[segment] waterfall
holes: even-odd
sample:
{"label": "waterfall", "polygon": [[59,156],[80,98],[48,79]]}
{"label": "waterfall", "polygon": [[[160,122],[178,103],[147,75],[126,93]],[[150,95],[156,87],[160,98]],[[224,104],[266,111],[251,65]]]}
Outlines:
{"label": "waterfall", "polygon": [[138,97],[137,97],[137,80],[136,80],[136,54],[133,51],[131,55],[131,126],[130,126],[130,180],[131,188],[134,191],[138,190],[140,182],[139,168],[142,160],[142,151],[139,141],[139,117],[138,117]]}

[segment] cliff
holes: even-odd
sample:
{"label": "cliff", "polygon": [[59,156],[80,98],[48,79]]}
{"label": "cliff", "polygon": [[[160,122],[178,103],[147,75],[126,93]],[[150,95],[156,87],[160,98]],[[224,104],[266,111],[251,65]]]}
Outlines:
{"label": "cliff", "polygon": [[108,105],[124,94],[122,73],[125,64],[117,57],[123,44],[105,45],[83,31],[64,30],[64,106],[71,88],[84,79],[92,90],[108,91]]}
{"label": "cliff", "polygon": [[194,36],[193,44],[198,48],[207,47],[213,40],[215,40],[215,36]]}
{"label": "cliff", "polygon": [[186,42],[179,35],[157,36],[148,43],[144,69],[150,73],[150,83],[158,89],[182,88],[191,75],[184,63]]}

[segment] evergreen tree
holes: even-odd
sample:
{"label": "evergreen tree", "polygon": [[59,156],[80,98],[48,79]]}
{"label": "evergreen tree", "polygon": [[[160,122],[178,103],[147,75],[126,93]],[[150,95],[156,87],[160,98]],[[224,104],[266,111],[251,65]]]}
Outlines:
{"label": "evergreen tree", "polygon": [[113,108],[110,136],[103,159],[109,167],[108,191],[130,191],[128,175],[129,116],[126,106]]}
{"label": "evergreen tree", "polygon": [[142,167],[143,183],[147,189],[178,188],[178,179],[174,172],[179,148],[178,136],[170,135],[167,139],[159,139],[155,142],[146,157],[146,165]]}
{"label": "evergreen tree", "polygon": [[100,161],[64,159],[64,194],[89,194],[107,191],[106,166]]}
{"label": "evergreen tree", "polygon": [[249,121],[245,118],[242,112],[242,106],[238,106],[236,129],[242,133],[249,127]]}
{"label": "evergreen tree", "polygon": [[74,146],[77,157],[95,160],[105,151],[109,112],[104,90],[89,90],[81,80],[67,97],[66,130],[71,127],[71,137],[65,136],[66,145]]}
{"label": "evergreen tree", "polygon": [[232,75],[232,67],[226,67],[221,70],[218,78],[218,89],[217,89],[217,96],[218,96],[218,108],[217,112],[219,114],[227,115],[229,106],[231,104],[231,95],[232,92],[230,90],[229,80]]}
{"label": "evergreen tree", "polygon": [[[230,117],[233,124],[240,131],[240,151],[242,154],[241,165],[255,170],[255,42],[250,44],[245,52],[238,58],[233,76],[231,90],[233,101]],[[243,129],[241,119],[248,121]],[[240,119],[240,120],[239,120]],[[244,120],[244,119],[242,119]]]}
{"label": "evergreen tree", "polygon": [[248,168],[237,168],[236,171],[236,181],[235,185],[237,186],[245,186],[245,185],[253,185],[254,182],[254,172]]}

WHAT YOU ARE ASKED TO DO
Please transcribe the entire listing exactly as given.

RESULT OF THE TASK
[segment] waterfall
holes: even-odd
sample:
{"label": "waterfall", "polygon": [[59,156],[80,98],[48,79]]}
{"label": "waterfall", "polygon": [[[160,122],[178,103],[147,75],[126,93]],[[150,95],[156,87],[160,98]],[[224,104],[266,111],[251,65]]]}
Outlines:
{"label": "waterfall", "polygon": [[138,97],[137,97],[137,80],[136,80],[136,54],[133,51],[131,55],[131,126],[130,126],[130,180],[131,188],[134,191],[138,190],[140,182],[139,168],[142,160],[142,151],[139,141],[139,117],[138,117]]}

[segment] cliff
holes: even-odd
sample:
{"label": "cliff", "polygon": [[59,156],[80,98],[48,79]]}
{"label": "cliff", "polygon": [[[160,122],[178,103],[147,75],[126,93]],[[150,95],[156,87],[160,98]],[[224,104],[266,111],[251,65]]]}
Outlines:
{"label": "cliff", "polygon": [[108,105],[124,94],[122,73],[125,64],[117,57],[123,44],[105,45],[83,31],[64,30],[64,106],[71,88],[84,79],[92,90],[108,91]]}
{"label": "cliff", "polygon": [[194,36],[193,44],[198,48],[207,47],[213,40],[215,40],[215,36]]}
{"label": "cliff", "polygon": [[186,42],[179,35],[157,36],[148,43],[144,69],[150,73],[150,83],[158,89],[182,88],[191,75],[184,63]]}

[segment] evergreen tree
holes: even-odd
sample:
{"label": "evergreen tree", "polygon": [[59,156],[80,98],[48,79]]}
{"label": "evergreen tree", "polygon": [[[160,122],[178,103],[147,75],[126,93]],[[150,95],[156,87],[160,98]],[[224,104],[266,111],[251,65]]]}
Outlines:
{"label": "evergreen tree", "polygon": [[113,108],[110,136],[103,159],[109,167],[108,191],[130,191],[128,175],[129,116],[126,106]]}
{"label": "evergreen tree", "polygon": [[142,167],[143,183],[147,189],[178,188],[178,179],[174,172],[179,148],[178,136],[170,135],[167,139],[159,139],[155,142],[146,157],[146,165]]}
{"label": "evergreen tree", "polygon": [[100,161],[64,159],[64,194],[89,194],[107,191],[106,166]]}
{"label": "evergreen tree", "polygon": [[249,121],[245,118],[242,112],[242,106],[238,106],[236,129],[242,133],[249,127]]}
{"label": "evergreen tree", "polygon": [[74,146],[77,157],[95,160],[105,151],[109,112],[104,90],[89,90],[81,80],[67,97],[66,130],[71,127],[71,137],[65,136],[66,145]]}
{"label": "evergreen tree", "polygon": [[232,75],[232,67],[226,67],[221,70],[218,78],[218,89],[217,89],[217,96],[218,96],[218,108],[217,112],[219,114],[227,115],[229,106],[231,104],[231,95],[232,92],[230,90],[229,80]]}
{"label": "evergreen tree", "polygon": [[[230,117],[233,124],[240,131],[240,151],[242,154],[241,165],[255,170],[255,42],[250,44],[245,52],[238,58],[233,76],[231,90],[233,101]],[[243,129],[241,119],[248,121]],[[240,119],[240,120],[239,120]],[[244,120],[244,119],[242,119]]]}
{"label": "evergreen tree", "polygon": [[248,168],[237,168],[236,171],[236,181],[235,185],[237,186],[245,186],[245,185],[253,185],[254,182],[254,172]]}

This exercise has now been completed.